● **Task statement**: Extract each line of the data below that contains the string "segment", with uppercase and lowercase letters treated as distinct.
===
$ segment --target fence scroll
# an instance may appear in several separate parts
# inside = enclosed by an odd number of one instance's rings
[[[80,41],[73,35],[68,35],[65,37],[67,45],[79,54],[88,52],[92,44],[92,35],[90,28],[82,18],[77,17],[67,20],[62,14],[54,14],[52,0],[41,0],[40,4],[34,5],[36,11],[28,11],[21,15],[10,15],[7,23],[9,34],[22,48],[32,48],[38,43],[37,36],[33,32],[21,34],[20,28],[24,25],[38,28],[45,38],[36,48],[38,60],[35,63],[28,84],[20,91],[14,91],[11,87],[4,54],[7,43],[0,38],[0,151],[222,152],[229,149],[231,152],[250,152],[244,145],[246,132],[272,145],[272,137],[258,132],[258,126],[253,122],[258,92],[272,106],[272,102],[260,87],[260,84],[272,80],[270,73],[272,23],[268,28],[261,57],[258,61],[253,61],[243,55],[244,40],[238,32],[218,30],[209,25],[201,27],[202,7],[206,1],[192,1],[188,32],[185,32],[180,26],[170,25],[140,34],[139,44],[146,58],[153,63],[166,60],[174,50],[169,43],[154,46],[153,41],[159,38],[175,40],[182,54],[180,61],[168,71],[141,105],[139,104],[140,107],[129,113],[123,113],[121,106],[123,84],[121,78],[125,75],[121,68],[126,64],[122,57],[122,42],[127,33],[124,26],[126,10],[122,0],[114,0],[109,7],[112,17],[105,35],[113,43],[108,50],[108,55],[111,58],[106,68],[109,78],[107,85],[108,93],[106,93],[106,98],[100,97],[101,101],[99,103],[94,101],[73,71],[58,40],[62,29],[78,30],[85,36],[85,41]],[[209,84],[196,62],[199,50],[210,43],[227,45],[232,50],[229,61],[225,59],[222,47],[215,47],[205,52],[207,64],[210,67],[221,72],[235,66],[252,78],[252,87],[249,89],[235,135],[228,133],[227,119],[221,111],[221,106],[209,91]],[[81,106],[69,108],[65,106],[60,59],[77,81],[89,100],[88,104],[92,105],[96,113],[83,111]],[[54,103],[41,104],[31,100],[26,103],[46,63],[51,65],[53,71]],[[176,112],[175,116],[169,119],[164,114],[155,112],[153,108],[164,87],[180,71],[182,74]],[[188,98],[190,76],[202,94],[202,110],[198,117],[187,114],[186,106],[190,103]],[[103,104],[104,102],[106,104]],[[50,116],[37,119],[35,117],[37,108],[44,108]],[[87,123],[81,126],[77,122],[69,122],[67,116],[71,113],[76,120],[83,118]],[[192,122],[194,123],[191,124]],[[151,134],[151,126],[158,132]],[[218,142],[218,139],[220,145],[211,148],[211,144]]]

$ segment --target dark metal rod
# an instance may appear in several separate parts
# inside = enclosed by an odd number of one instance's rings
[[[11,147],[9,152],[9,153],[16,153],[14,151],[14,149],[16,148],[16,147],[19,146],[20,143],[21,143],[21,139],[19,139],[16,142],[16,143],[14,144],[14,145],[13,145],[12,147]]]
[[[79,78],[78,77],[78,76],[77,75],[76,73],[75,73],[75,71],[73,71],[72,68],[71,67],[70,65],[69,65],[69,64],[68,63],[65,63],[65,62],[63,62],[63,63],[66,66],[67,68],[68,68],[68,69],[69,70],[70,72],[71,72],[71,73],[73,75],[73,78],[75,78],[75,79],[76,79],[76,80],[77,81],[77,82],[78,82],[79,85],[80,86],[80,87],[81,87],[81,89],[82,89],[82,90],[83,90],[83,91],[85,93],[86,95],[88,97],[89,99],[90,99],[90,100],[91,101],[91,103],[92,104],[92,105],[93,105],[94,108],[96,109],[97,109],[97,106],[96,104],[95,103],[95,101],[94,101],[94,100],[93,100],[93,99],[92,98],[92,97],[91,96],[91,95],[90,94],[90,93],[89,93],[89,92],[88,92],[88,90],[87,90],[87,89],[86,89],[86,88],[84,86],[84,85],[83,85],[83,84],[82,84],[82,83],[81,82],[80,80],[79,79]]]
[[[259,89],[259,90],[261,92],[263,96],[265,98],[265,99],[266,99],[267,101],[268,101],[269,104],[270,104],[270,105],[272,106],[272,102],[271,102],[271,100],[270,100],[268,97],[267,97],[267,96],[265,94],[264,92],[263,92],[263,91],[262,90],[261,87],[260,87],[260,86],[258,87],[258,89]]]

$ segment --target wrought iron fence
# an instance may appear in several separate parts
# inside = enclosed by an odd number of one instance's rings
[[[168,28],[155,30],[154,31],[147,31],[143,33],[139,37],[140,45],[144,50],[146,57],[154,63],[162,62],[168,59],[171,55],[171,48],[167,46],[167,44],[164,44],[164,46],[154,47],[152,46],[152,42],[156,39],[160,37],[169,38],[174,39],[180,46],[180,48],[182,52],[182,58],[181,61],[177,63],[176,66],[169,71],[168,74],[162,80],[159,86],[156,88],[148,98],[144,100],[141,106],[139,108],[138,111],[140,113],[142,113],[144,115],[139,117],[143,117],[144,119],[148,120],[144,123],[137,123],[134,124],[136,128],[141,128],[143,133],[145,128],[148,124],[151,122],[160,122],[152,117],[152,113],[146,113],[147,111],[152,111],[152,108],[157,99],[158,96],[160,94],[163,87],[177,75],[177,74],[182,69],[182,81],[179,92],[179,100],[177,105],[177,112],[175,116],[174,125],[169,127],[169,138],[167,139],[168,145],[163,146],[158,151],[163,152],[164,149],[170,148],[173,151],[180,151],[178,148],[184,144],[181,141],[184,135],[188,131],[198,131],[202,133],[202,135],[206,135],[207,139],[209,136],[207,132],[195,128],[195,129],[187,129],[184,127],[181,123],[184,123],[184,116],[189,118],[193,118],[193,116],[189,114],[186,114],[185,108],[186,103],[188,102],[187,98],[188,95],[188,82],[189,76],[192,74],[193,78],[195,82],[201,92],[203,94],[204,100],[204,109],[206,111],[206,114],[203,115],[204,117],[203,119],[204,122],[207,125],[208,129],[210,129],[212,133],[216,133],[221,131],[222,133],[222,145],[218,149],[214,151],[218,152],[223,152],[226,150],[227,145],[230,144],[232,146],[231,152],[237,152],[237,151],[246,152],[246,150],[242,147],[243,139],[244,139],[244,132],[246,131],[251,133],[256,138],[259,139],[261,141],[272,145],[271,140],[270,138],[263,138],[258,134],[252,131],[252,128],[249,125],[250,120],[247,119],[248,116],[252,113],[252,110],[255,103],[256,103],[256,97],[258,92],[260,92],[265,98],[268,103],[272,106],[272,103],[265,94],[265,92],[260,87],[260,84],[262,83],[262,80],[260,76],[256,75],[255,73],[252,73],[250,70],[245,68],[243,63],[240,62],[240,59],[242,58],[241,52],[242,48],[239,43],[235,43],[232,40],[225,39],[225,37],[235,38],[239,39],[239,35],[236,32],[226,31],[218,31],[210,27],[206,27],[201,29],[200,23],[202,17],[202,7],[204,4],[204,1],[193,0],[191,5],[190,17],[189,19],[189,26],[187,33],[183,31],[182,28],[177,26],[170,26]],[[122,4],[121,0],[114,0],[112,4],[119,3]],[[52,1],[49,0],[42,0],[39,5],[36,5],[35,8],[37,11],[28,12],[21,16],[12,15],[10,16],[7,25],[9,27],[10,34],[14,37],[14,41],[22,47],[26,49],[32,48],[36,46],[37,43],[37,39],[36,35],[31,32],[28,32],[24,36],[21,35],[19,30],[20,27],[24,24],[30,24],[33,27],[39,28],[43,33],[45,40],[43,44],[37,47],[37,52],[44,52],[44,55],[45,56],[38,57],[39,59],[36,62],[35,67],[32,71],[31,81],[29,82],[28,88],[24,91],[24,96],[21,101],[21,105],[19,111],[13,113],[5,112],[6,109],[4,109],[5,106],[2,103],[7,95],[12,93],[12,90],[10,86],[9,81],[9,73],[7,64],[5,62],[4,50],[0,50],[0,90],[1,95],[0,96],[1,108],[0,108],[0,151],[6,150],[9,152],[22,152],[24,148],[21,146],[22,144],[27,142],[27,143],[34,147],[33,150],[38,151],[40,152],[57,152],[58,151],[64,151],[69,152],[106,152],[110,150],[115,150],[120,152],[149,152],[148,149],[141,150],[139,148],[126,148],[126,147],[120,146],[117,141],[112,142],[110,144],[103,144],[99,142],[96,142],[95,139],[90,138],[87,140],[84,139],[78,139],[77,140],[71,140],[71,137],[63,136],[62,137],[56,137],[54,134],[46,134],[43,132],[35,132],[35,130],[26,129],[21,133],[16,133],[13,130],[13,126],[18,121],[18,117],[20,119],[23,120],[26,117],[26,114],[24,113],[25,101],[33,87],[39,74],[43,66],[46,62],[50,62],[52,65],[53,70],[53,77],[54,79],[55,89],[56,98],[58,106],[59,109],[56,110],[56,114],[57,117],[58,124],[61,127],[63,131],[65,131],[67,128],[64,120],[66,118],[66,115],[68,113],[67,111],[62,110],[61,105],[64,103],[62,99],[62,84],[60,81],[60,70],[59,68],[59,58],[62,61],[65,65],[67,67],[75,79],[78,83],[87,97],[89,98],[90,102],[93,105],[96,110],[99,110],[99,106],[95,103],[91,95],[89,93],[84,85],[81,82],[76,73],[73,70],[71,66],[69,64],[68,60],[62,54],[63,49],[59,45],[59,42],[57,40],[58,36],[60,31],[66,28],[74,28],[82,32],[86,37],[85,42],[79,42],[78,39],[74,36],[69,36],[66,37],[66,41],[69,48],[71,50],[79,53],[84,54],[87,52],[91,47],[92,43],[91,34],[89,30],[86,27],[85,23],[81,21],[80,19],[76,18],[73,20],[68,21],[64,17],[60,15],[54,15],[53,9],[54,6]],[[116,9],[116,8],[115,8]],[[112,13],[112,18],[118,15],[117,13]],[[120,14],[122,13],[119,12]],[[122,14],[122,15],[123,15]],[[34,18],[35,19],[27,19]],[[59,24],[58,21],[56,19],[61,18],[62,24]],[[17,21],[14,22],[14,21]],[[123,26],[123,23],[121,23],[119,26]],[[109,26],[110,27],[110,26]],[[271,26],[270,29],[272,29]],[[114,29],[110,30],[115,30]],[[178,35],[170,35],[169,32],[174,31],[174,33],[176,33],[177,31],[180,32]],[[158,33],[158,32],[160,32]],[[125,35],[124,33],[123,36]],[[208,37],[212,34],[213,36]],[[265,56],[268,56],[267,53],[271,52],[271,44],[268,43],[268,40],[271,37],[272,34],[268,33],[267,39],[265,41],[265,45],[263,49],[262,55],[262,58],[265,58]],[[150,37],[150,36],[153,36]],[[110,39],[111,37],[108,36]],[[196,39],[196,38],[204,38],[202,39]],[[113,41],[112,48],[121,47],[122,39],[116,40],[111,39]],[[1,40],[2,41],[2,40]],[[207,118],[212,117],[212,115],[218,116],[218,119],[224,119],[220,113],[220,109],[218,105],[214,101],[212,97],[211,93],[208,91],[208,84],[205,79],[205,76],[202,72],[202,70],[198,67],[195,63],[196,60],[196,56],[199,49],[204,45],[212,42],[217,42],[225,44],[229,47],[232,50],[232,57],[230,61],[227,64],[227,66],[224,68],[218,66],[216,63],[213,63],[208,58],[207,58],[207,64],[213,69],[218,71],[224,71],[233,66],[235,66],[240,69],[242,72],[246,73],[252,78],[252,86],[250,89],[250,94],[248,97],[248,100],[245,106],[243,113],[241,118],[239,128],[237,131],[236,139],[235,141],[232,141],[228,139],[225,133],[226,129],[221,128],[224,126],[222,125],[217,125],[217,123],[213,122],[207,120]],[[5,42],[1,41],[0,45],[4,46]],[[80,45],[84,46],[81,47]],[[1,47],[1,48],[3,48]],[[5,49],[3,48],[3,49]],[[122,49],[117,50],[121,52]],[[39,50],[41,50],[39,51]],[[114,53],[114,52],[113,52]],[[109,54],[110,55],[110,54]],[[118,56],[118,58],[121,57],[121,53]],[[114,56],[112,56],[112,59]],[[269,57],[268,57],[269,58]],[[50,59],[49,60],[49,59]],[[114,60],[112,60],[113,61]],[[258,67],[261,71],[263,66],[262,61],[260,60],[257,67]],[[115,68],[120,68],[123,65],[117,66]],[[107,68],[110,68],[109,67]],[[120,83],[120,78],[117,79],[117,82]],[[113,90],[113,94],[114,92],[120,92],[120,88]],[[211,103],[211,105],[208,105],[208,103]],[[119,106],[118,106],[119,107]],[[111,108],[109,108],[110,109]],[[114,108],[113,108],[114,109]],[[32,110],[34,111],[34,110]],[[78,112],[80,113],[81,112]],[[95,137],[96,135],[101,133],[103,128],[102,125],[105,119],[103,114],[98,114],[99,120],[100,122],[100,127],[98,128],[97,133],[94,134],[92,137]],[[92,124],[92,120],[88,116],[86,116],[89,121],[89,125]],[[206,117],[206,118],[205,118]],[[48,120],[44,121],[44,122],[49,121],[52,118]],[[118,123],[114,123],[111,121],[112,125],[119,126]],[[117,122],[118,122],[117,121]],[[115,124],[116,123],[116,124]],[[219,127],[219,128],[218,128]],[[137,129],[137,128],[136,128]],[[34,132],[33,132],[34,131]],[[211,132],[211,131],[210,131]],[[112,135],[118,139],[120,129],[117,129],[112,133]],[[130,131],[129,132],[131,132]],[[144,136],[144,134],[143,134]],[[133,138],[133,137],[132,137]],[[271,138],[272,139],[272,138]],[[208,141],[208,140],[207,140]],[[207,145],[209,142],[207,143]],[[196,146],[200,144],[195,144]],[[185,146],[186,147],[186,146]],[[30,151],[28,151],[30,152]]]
===
● **Finished answer**:
$ segment --target fence scroll
$ segment --target dark metal rod
$ segment --target wrought iron fence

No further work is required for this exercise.